* [Passage fourni]:

===

Bénéficiant d’une certaine aura lors de sa prise de pouvoir, Rajoelina s’est également isolé dans le pays. « Les Malgaches le considèrent désormais comme les Ravalomanana et autres Ratsiraka : un homme assoiffé de pouvoir », remarque un analyste politique. Les discours de la place du 13-Mai, porteurs d’un nouvel espoir, ont été vite oubliés. « Lui-même y croyait certainement, mais la réalité du pouvoir l’a rattrapé », note avec amertume un ancien collaborateur. « Dans son entourage, il y a des personnes qui auraient tout à perdre à partager le pouvoir. Les intérêts financiers sont colossaux », ajoute un ancien ministre.

Lâché successivement par Roland Ratsiraka (le neveu de l’ancien président, pourtant placé sur la liste de l’UA), Monja Roindefo et Albert Zafy, Rajoelina a endossé bien malgré lui le costume… de Marc Ravalomanana. Tous contre lui ! Mais fort du soutien (indispensable) de l’armée et des « historiques » de la HAT, persuadé aussi d’avoir été investi d’une mission par le peuple de Tana – « son comportement est quasi mystique, ce qui explique qu’il n’écoute plus grand monde », ironise un diplomate sud-africain –, Rajoelina suit la voie unilatérale qu’il a tracée à la fin de 2009. Celle qui pourrait l’amener à la présidence de la future IVe République, censée balayer les démons du passé.

===

Entrées d'un jeu de données de pointage
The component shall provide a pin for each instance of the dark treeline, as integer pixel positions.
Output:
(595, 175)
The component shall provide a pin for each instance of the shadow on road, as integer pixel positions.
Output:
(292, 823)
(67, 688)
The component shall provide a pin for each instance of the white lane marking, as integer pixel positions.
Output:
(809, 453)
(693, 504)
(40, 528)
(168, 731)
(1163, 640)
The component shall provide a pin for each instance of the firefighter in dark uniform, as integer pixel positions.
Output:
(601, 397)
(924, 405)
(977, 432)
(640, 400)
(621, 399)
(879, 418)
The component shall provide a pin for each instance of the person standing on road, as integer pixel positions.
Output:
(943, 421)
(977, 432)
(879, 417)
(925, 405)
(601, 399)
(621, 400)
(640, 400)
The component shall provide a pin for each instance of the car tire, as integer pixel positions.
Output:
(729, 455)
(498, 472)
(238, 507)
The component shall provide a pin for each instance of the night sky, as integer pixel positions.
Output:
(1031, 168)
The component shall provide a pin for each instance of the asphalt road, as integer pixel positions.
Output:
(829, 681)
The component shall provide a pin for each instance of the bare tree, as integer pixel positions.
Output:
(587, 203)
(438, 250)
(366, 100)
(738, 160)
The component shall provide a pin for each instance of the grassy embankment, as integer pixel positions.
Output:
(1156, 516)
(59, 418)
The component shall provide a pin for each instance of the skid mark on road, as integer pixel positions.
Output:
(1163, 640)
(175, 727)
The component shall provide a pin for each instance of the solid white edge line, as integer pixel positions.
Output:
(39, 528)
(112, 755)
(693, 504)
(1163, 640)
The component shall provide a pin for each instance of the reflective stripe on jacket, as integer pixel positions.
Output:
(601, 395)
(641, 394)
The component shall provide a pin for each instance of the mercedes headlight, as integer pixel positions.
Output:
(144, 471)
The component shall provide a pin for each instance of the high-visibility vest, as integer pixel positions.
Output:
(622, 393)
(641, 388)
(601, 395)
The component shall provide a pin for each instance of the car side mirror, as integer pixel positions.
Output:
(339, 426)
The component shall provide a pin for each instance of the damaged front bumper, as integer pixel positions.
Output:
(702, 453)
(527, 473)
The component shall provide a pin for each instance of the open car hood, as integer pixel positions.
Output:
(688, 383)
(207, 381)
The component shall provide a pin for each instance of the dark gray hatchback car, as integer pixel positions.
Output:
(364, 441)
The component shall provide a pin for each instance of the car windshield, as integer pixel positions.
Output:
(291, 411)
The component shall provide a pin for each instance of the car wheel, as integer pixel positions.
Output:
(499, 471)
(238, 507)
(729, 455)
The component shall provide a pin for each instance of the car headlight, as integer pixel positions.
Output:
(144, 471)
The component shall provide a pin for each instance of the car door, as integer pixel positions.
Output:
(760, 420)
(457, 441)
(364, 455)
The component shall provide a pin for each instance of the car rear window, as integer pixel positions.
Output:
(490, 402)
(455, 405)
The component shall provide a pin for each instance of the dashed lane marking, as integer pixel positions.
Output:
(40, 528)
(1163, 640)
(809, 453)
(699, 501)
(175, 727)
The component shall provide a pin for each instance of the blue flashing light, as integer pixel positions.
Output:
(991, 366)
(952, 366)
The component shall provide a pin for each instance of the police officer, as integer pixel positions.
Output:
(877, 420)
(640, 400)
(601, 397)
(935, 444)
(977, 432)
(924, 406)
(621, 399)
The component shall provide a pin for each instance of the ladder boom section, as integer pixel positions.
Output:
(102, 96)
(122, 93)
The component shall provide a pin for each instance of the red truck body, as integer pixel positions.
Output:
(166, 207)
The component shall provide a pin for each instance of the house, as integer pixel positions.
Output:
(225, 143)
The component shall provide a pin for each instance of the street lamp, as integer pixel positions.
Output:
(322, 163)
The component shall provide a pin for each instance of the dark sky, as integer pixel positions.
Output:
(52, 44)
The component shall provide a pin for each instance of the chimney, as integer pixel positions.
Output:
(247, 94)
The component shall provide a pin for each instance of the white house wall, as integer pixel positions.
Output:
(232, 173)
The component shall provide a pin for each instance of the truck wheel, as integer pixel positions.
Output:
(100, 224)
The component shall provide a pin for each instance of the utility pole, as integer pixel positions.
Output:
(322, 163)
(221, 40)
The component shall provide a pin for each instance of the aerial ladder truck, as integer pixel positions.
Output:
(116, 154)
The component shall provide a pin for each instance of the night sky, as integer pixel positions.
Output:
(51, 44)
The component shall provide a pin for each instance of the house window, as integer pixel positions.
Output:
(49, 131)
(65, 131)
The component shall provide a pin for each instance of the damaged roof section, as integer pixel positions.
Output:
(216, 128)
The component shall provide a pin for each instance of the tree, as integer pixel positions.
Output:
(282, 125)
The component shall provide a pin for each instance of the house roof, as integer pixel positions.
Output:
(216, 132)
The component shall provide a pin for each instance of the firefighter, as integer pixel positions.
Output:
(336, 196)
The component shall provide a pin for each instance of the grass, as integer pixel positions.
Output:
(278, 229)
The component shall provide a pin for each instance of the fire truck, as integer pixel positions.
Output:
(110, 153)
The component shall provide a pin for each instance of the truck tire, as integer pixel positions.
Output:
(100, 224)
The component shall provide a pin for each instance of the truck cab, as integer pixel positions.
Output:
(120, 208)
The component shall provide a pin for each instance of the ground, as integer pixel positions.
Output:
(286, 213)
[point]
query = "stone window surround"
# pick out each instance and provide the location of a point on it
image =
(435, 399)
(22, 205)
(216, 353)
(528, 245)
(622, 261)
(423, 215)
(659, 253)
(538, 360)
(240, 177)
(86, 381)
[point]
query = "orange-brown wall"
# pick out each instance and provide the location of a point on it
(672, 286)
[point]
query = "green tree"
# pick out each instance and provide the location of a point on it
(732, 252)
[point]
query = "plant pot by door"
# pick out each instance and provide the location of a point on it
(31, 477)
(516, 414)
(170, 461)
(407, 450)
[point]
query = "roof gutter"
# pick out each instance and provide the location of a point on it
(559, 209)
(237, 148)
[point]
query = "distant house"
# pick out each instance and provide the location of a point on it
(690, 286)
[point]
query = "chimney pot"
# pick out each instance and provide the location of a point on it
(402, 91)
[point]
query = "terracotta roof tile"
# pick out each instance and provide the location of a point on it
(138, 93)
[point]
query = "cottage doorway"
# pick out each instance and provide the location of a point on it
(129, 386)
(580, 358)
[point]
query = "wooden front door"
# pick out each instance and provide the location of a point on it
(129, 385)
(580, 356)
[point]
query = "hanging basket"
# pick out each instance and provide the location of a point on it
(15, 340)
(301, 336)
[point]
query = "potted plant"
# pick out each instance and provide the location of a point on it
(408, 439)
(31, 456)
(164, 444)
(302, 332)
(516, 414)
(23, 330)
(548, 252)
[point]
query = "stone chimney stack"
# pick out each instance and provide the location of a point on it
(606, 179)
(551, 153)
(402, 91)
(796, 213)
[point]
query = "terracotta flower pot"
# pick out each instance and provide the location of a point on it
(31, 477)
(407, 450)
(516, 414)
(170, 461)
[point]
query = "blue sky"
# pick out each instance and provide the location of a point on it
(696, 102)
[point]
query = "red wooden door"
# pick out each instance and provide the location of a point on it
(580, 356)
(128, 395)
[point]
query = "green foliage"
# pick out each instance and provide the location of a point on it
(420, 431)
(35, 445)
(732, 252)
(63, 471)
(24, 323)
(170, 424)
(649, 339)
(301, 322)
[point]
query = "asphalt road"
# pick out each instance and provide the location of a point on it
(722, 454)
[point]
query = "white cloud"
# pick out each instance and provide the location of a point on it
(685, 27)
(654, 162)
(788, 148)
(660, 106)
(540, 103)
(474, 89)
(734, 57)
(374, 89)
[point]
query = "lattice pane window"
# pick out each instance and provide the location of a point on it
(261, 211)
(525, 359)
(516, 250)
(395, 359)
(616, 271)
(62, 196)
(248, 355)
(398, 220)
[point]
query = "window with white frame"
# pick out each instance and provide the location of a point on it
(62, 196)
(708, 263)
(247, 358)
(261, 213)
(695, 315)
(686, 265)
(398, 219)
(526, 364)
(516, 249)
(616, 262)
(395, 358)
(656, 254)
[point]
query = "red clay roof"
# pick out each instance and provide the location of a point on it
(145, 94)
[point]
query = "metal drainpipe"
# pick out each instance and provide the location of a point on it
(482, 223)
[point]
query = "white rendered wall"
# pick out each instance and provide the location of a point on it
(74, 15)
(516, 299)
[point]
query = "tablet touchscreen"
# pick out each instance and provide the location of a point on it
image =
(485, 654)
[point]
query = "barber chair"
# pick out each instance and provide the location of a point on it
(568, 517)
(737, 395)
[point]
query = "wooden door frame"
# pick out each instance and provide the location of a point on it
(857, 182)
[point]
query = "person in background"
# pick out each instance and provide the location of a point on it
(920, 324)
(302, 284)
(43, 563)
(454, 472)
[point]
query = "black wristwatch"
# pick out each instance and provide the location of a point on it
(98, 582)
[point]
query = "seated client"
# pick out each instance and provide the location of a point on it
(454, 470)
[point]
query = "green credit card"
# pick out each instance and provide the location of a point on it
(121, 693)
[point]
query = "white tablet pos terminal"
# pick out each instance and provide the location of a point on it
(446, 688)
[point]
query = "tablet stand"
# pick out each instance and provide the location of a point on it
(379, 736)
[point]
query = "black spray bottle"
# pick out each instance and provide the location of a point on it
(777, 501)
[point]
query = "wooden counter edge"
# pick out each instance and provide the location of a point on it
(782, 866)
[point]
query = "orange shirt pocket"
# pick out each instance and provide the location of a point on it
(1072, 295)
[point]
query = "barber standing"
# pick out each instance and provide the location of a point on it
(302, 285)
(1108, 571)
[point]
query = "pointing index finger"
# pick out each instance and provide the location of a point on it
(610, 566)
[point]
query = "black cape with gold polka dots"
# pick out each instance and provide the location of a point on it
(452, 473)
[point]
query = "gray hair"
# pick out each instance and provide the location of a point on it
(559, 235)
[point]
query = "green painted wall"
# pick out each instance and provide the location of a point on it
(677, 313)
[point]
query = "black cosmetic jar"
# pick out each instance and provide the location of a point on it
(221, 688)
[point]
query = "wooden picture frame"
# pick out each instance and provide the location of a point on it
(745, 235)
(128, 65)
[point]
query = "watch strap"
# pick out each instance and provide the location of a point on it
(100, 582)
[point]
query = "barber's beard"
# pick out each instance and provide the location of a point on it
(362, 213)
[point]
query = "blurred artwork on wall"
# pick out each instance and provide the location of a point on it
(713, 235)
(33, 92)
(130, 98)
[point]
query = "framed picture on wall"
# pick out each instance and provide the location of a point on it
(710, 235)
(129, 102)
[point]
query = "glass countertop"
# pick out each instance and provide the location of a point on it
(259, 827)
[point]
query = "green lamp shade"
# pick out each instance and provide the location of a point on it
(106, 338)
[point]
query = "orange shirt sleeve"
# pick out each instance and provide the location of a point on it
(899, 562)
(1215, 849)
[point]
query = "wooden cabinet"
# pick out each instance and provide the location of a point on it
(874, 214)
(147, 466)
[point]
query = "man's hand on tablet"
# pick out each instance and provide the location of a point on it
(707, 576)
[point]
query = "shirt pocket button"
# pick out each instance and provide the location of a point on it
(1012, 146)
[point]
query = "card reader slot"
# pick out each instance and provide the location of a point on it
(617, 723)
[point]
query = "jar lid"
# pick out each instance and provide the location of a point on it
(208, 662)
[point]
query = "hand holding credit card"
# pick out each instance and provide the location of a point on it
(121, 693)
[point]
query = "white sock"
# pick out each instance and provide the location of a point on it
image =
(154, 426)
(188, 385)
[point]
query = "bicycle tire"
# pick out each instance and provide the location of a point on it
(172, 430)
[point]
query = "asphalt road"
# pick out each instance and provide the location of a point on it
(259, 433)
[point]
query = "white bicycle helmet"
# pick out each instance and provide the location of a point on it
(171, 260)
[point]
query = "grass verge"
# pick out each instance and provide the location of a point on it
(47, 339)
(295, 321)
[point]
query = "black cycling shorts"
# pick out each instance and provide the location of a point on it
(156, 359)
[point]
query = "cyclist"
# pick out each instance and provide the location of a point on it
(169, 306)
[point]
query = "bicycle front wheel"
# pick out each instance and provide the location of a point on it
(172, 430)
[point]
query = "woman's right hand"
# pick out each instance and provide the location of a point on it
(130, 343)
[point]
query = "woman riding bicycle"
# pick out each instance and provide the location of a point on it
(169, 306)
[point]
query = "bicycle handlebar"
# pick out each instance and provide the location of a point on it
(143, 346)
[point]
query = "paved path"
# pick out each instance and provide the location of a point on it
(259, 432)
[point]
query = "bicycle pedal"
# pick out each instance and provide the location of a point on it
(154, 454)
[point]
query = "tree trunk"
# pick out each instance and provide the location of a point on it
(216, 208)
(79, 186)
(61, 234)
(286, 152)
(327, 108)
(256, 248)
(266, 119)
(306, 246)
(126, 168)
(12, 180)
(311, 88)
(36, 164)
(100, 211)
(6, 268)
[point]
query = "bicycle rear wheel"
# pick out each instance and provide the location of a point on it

===

* [Exercices]:
1 > Recopiez, dans le passage sur Rajoelina, la partie qui commence par les mots contenant "Lâché successivement par" et se termine par "démons du passé.".
2 > Dans la liste, reprenez la partie qui commence par la ligne contenant "standing on road, as integer pixel positions." et se termine par la ligne contenant "(1031, 168)", en remplaçant "night sky" par "dark sky". Donnez seulement ces lignes, sans rien changer d'autre.

* [Solutions ci-dessous]:
1 >
Lâché successivement par Roland Ratsiraka (le neveu de l’ancien président, pourtant placé sur la liste de l’UA), Monja Roindefo et Albert Zafy, Rajoelina a endossé bien malgré lui le costume… de Marc Ravalomanana. Tous contre lui ! Mais fort du soutien (indispensable) de l’armée et des « historiques » de la HAT, persuadé aussi d’avoir été investi d’une mission par le peuple de Tana – « son comportement est quasi mystique, ce qui explique qu’il n’écoute plus grand monde », ironise un diplomate sud-africain –, Rajoelina suit la voie unilatérale qu’il a tracée à la fin de 2009. Celle qui pourrait l’amener à la présidence de la future IVe République, censée balayer les démons du passé.

2 >
The component shall provide a pin for each instance of the person standing on road, as integer pixel positions.
Output:
(943, 421)
(977, 432)
(879, 417)
(925, 405)
(601, 399)
(621, 400)
(640, 400)
The component shall provide a pin for each instance of the car tire, as integer pixel positions.
Output:
(729, 455)
(498, 472)
(238, 507)
The component shall provide a pin for each instance of the dark sky, as integer pixel positions.
Output:
(1031, 168)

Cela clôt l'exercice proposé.